==== RAW RECORDS

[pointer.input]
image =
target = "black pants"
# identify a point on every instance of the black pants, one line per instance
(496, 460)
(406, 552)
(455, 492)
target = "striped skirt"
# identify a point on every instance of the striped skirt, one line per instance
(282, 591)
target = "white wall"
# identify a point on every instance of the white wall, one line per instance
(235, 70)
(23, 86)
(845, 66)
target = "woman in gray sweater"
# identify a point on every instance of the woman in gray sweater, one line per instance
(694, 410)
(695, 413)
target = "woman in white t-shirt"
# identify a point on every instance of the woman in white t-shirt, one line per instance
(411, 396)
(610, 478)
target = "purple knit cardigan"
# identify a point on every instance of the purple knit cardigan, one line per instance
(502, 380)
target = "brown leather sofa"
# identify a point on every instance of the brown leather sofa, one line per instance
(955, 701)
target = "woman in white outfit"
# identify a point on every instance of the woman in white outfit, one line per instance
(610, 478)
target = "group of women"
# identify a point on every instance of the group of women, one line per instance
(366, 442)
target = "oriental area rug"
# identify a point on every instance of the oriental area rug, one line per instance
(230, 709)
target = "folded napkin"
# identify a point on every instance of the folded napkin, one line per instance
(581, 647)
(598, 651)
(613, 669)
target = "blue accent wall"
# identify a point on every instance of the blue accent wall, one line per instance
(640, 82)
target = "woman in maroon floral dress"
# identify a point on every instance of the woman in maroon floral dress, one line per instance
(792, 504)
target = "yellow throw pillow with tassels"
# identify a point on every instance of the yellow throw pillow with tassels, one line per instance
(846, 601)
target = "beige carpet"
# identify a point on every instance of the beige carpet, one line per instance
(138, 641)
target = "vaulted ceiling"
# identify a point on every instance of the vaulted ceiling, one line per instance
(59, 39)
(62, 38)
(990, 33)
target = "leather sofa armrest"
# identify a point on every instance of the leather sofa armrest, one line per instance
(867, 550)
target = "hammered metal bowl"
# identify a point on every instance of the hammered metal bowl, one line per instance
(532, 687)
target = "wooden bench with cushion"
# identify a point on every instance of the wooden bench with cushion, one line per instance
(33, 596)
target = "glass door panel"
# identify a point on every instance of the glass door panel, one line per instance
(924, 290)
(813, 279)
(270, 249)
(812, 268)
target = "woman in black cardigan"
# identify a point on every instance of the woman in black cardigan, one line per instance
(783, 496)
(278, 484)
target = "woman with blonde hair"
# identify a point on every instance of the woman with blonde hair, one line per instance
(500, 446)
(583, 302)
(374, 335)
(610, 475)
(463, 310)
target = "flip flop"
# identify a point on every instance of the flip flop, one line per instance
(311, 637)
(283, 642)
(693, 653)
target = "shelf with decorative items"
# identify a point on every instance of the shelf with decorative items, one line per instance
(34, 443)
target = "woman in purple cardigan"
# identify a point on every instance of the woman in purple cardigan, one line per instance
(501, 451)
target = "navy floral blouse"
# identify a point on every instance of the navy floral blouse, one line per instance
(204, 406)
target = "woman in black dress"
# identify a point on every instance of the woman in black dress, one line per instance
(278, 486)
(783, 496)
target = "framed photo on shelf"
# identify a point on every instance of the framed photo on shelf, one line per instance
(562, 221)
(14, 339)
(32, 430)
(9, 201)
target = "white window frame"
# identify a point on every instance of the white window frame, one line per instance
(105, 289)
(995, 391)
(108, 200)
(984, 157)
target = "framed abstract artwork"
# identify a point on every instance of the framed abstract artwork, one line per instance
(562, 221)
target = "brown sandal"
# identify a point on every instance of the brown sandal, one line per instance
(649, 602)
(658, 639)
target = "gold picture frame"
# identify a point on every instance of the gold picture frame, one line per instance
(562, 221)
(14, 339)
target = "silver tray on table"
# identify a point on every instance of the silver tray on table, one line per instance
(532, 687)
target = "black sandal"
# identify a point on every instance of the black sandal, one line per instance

========

Please reproduce all of the entries exactly as they stand.

[pointer.input]
image =
target = "black pants"
# identify a point on every instance of the black pants, one line per instance
(496, 460)
(406, 552)
(455, 492)
target = "striped skirt"
# identify a point on every instance of the striped skirt, one line per instance
(282, 591)
target = "white wall"
# identify a point on every instance of the white wall, one line per instance
(235, 70)
(23, 86)
(845, 66)
target = "woman in gray sweater"
# identify a point on every instance of the woman in gray sweater, one line per instance
(694, 410)
(695, 413)
target = "woman in white t-shirt"
# identify a point on every instance of the woman in white t-shirt, one line per instance
(411, 396)
(610, 478)
target = "purple knit cardigan"
# identify a point on every instance of the purple knit cardigan, one line per instance
(502, 380)
target = "brown leather sofa"
# identify a point on every instance of the brown leather sofa, one line per instance
(955, 701)
target = "woman in white outfit"
# identify a point on every instance of the woman in white outfit, one line per instance
(610, 478)
target = "group of women"
# identify a point on every instance of the group of women, one line per instance
(366, 442)
target = "oriental area rug"
# identify a point on every instance of the oriental area rug, one line per instance
(230, 709)
target = "folded napkin"
# identify a point on every instance of the folded napkin, one line per instance
(581, 647)
(598, 651)
(613, 669)
target = "blue accent wall"
# identify a point on every instance of the blue accent wall, one line per instance
(640, 82)
target = "woman in maroon floral dress"
# identify a point on every instance of the woman in maroon floral dress, one line per instance
(792, 504)
target = "yellow throw pillow with tassels"
# identify a point on every instance of the yellow throw pillow with tassels, one line per instance
(846, 601)
target = "beige carpet"
# identify a point on every instance of the beige carpet, one line per instance
(138, 641)
target = "vaulted ceiling"
# identify a point on every instance of the vaulted ceiling, one line per instance
(59, 39)
(62, 38)
(990, 33)
target = "leather sofa armrest"
# identify a point on every instance of the leather sofa armrest, one line per instance
(867, 550)
target = "hammered metal bowl"
# identify a point on every instance of the hammered metal bowl, one line per instance
(532, 687)
target = "wooden bench with cushion"
# identify a point on every instance of the wooden bench with cushion, one line per instance
(33, 596)
target = "glass door panel"
# identify a point on every instance of the glass door panel, one line per instance
(924, 290)
(813, 279)
(270, 249)
(812, 268)
target = "woman in black cardigan"
# identify a point on every instance of the woman in black cardigan, one line per instance
(783, 496)
(278, 484)
target = "woman with blonde hair"
# identify a point on every instance of the woman with blonde hair, one line per instance
(500, 446)
(583, 302)
(374, 335)
(610, 475)
(463, 310)
target = "flip flop"
# identify a point on every instance of the flip flop, one line per instance
(311, 637)
(283, 642)
(693, 653)
target = "shelf with decorative items"
# identify a point on every instance of the shelf with decorative items, one line per instance
(34, 443)
target = "woman in purple cardigan"
# identify a point on every instance of the woman in purple cardigan, one line per instance
(501, 451)
target = "navy floral blouse"
# identify a point on every instance of the navy floral blouse, one line per instance
(204, 406)
target = "woman in black dress"
# identify a point on every instance of the woman in black dress, one line per instance
(278, 486)
(783, 496)
target = "framed photo on shelf"
# identify a point on every instance of the framed photo on shelf, one line per instance
(562, 221)
(14, 339)
(32, 430)
(9, 201)
target = "white window frame"
# identify a point on every instance of the white window frame, one line per instance
(105, 289)
(995, 391)
(108, 200)
(984, 157)
target = "framed abstract artwork"
# identify a point on every instance of the framed abstract artwork, one line per instance
(562, 221)
target = "brown sandal"
# identify a point on every instance of the brown sandal, one line per instance
(649, 602)
(658, 639)
target = "gold picture frame"
# identify a point on every instance of the gold picture frame, one line per instance
(562, 221)
(14, 339)
target = "silver tray on table"
# identify a point on every instance of the silver tray on table, one line per instance
(532, 687)
target = "black sandal"
# identify a point on every instance of the black sandal, one line per instance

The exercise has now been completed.